* **What to do**:
Copy the records below, substituting "foreground clicks" for each occurrence of "positive clicks" and leaving everything else unchanged. Omit the pictures from your copy.

Saved entries:
--------

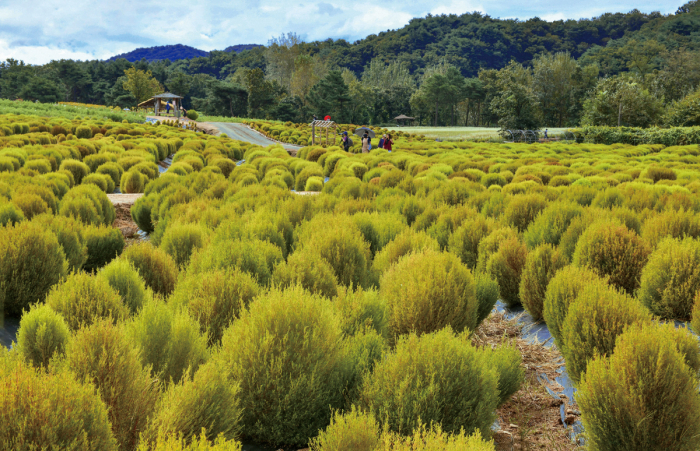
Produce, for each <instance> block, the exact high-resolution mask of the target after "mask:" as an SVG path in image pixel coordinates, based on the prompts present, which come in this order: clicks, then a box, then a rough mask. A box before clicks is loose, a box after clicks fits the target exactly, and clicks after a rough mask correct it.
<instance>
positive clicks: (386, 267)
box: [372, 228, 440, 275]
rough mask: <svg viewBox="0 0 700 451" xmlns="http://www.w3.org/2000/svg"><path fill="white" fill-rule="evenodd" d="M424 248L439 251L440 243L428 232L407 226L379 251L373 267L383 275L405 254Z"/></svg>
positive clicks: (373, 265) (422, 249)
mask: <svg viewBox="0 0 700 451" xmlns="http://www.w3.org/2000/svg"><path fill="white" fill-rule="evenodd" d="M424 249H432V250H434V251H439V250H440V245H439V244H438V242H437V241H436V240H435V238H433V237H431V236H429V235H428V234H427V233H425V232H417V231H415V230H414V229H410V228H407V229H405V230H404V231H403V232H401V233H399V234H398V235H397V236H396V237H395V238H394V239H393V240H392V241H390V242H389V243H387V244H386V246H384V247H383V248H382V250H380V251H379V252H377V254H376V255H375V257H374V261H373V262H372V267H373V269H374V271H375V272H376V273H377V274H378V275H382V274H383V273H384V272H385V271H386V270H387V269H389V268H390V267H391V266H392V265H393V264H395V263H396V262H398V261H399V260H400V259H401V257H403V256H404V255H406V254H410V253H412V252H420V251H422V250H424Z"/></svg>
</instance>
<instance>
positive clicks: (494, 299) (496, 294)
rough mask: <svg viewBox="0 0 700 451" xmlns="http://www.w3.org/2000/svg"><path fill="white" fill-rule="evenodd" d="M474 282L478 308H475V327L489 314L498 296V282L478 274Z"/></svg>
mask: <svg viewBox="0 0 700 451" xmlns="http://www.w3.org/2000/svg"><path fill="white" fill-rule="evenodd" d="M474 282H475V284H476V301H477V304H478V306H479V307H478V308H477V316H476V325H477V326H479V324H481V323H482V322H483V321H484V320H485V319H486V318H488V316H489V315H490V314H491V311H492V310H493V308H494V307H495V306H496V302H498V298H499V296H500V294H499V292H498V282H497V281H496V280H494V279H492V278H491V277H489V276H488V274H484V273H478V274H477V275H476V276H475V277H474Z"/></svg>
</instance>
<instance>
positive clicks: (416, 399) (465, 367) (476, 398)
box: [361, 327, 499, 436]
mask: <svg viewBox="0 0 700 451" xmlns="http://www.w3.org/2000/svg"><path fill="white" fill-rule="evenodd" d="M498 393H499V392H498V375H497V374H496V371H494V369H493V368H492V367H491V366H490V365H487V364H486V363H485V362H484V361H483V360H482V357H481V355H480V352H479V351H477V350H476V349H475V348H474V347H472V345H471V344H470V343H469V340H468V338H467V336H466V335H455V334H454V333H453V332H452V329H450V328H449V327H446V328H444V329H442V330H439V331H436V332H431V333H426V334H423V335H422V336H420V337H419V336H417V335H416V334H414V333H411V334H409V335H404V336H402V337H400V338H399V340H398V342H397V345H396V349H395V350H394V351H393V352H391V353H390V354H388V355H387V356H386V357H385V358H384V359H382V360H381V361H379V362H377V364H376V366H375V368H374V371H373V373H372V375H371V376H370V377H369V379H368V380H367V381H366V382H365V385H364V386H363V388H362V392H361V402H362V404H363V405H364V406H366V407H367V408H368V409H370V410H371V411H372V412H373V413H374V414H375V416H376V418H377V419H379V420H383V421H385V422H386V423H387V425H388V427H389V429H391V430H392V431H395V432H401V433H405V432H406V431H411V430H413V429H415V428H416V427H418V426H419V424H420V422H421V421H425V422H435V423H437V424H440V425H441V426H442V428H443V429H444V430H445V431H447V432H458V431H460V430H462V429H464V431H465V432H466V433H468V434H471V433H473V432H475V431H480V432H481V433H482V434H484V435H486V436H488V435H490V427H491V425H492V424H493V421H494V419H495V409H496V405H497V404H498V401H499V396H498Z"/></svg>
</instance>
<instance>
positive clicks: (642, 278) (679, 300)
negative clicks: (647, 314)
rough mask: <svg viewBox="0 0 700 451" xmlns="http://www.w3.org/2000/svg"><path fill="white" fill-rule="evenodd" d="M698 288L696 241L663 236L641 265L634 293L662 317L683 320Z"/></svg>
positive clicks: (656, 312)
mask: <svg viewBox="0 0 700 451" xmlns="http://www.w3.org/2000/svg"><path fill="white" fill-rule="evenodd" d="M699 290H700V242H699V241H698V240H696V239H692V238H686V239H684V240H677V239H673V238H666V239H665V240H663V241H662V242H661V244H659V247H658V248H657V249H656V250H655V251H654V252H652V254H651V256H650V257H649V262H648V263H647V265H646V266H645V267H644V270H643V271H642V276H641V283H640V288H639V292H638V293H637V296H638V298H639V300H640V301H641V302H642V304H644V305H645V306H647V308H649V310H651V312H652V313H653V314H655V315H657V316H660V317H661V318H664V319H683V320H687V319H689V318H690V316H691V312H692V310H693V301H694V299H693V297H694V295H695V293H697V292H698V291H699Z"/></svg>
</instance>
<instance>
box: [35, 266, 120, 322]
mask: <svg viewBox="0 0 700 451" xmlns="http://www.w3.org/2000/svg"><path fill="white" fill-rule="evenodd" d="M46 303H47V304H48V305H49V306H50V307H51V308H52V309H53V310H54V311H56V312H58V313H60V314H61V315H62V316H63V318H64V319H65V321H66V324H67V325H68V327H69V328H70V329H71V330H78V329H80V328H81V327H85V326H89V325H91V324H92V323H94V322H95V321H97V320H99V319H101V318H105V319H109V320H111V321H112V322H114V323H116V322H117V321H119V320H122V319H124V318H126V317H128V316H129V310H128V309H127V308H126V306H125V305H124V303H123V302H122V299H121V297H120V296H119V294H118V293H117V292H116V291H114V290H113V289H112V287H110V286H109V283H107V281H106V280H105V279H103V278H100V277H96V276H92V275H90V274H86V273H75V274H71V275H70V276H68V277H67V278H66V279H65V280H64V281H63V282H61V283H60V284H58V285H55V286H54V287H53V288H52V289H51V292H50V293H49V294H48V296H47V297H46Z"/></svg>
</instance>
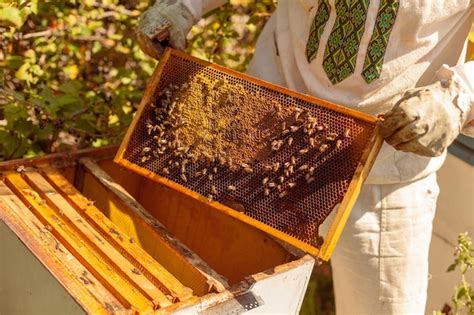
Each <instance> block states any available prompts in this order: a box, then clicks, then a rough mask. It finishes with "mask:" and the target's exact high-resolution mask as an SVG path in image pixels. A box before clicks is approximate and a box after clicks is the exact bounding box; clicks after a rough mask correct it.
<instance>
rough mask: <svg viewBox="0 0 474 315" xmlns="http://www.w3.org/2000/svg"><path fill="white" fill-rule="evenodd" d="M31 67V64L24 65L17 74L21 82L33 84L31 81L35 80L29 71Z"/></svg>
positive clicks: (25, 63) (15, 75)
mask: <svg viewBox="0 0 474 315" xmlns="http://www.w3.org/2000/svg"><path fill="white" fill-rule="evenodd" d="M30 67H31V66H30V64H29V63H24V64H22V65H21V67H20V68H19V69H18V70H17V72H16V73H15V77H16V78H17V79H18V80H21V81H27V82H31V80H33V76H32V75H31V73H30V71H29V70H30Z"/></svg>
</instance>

--------

* **Finished exercise**:
Produce, for each <instance> block, the exact high-resolution mask of the target after "mask:" as an SVG path in image pixel coordinates, based on the prompts present, which come in this order: clicks, then a box, then a rough mask. A box before clicks is loose, a box after clicks fits the target exactly, and clicks after a rough mask correct it.
<instance>
foreground clicks: (386, 267)
box: [372, 228, 440, 275]
rough mask: <svg viewBox="0 0 700 451" xmlns="http://www.w3.org/2000/svg"><path fill="white" fill-rule="evenodd" d="M424 248L439 251L440 243L428 232L407 226L379 251L373 267L383 275L405 254Z"/></svg>
foreground clicks: (373, 265) (422, 249)
mask: <svg viewBox="0 0 700 451" xmlns="http://www.w3.org/2000/svg"><path fill="white" fill-rule="evenodd" d="M424 249H432V250H434V251H439V250H440V245H439V244H438V242H437V241H436V240H435V238H433V237H431V236H429V235H428V234H427V233H425V232H417V231H415V230H414V229H410V228H407V229H405V230H404V231H403V232H401V233H399V234H398V235H397V236H396V237H395V238H394V239H393V240H392V241H390V242H389V243H387V244H386V246H384V247H383V248H382V250H380V251H379V252H377V254H376V255H375V257H374V261H373V262H372V267H373V269H374V271H375V272H376V273H377V274H378V275H382V274H383V273H384V272H385V271H386V270H387V269H389V268H390V267H391V266H392V265H393V264H395V263H396V262H398V261H399V260H400V259H401V257H403V256H404V255H406V254H410V253H412V252H420V251H422V250H424Z"/></svg>
</instance>
<instance>
foreground clicks: (494, 299) (496, 294)
rough mask: <svg viewBox="0 0 700 451" xmlns="http://www.w3.org/2000/svg"><path fill="white" fill-rule="evenodd" d="M474 282L478 308H475V327L489 314L498 296V282L478 274Z"/></svg>
mask: <svg viewBox="0 0 700 451" xmlns="http://www.w3.org/2000/svg"><path fill="white" fill-rule="evenodd" d="M474 282H475V284H476V301H477V304H478V306H479V307H478V308H477V316H476V325H477V326H479V324H481V323H482V322H483V321H484V320H485V319H486V318H488V316H489V315H490V314H491V311H492V310H493V308H494V307H495V306H496V302H498V298H499V296H500V294H499V292H498V282H497V281H496V280H494V279H492V278H491V277H489V276H488V274H484V273H478V274H477V275H476V276H475V277H474Z"/></svg>
</instance>
<instance>
foreground clicks: (416, 399) (465, 367) (476, 398)
box: [361, 327, 499, 436]
mask: <svg viewBox="0 0 700 451" xmlns="http://www.w3.org/2000/svg"><path fill="white" fill-rule="evenodd" d="M498 393H499V392H498V375H497V374H496V371H494V369H493V368H492V367H491V366H490V365H487V364H486V363H485V362H484V361H483V360H482V357H481V355H480V352H479V351H477V350H476V349H475V348H474V347H472V345H471V344H470V343H469V340H468V338H467V336H466V335H455V334H454V333H453V332H452V329H450V328H449V327H446V328H444V329H442V330H439V331H436V332H431V333H426V334H423V335H422V336H420V337H419V336H417V335H416V334H414V333H411V334H409V335H404V336H402V337H400V338H399V340H398V342H397V345H396V349H395V350H394V351H393V352H391V353H390V354H388V355H387V356H386V357H385V358H384V359H382V360H381V361H379V362H377V364H376V366H375V368H374V371H373V373H372V375H371V376H370V377H369V379H368V380H367V381H366V382H365V385H364V386H363V388H362V392H361V402H362V404H363V405H364V406H366V407H367V408H368V409H370V410H371V411H372V412H373V413H374V414H375V416H376V418H377V419H379V420H383V421H385V422H386V423H387V425H388V427H389V429H391V430H392V431H395V432H401V433H405V432H406V431H411V430H413V429H415V428H416V427H418V426H419V424H420V422H421V421H425V422H435V423H437V424H440V425H441V426H442V428H443V429H444V430H445V431H447V432H458V431H460V430H462V429H464V431H465V432H466V433H468V434H471V433H473V432H475V431H480V432H481V433H482V434H484V435H486V436H488V435H490V427H491V425H492V424H493V421H494V419H495V409H496V405H497V404H498V401H499V396H498Z"/></svg>
</instance>
<instance>
foreground clicks: (642, 278) (679, 300)
negative clicks: (647, 314)
rough mask: <svg viewBox="0 0 700 451" xmlns="http://www.w3.org/2000/svg"><path fill="white" fill-rule="evenodd" d="M698 288L696 241L663 236L641 265L634 293L662 317L683 320Z"/></svg>
foreground clicks: (656, 312)
mask: <svg viewBox="0 0 700 451" xmlns="http://www.w3.org/2000/svg"><path fill="white" fill-rule="evenodd" d="M699 290H700V242H699V241H698V240H696V239H692V238H686V239H684V240H677V239H673V238H666V239H665V240H663V241H662V242H661V244H659V247H658V248H657V249H656V250H655V251H654V252H652V254H651V256H650V257H649V262H648V263H647V265H646V266H645V267H644V270H643V271H642V276H641V283H640V288H639V292H638V293H637V296H638V298H639V300H640V301H641V302H642V304H644V305H645V306H647V308H649V310H651V312H652V313H653V314H655V315H657V316H660V317H661V318H664V319H683V320H687V319H689V318H690V316H691V312H692V310H693V301H694V299H693V297H694V295H695V293H697V292H698V291H699Z"/></svg>
</instance>
<instance>
box: [35, 266, 120, 322]
mask: <svg viewBox="0 0 700 451" xmlns="http://www.w3.org/2000/svg"><path fill="white" fill-rule="evenodd" d="M46 303H47V304H48V305H49V306H50V307H51V308H52V309H53V310H54V311H56V312H58V313H60V314H61V315H62V316H63V318H64V319H65V321H66V324H67V325H68V327H69V328H70V329H71V330H78V329H80V328H81V327H85V326H89V325H91V324H92V323H94V322H95V321H97V320H99V319H101V318H105V319H109V320H111V321H112V322H114V323H116V322H117V321H119V320H122V319H124V318H126V317H128V316H129V310H128V309H127V308H126V306H125V305H124V303H123V302H122V299H121V297H120V296H119V294H118V293H117V292H116V291H114V290H113V289H112V287H110V286H109V283H107V281H106V280H105V279H103V278H100V277H96V276H92V275H90V274H86V273H75V274H71V275H70V276H68V277H67V278H66V279H65V280H64V281H63V282H61V283H60V284H58V285H55V286H54V287H53V288H52V289H51V292H50V293H49V294H48V296H47V297H46Z"/></svg>
</instance>
Each <instance> block states any available prompts in this order: a box, then clicks, then a rough mask. It finishes with "mask:" and the target's exact high-resolution mask as an SVG path in image pixels. A box before clicks is approximate and a box after clicks is the exact bounding box; clicks after a rough mask correct it.
<instance>
rough mask: <svg viewBox="0 0 474 315" xmlns="http://www.w3.org/2000/svg"><path fill="white" fill-rule="evenodd" d="M31 67V64L24 65L17 74L21 82L33 84L31 81L35 80L29 71Z"/></svg>
foreground clicks: (25, 63) (15, 75)
mask: <svg viewBox="0 0 474 315" xmlns="http://www.w3.org/2000/svg"><path fill="white" fill-rule="evenodd" d="M30 67H31V66H30V64H29V63H24V64H22V65H21V67H20V68H19V69H18V70H17V72H16V73H15V77H16V78H17V79H18V80H21V81H27V82H31V80H33V76H32V75H31V73H30V71H29V70H30Z"/></svg>
</instance>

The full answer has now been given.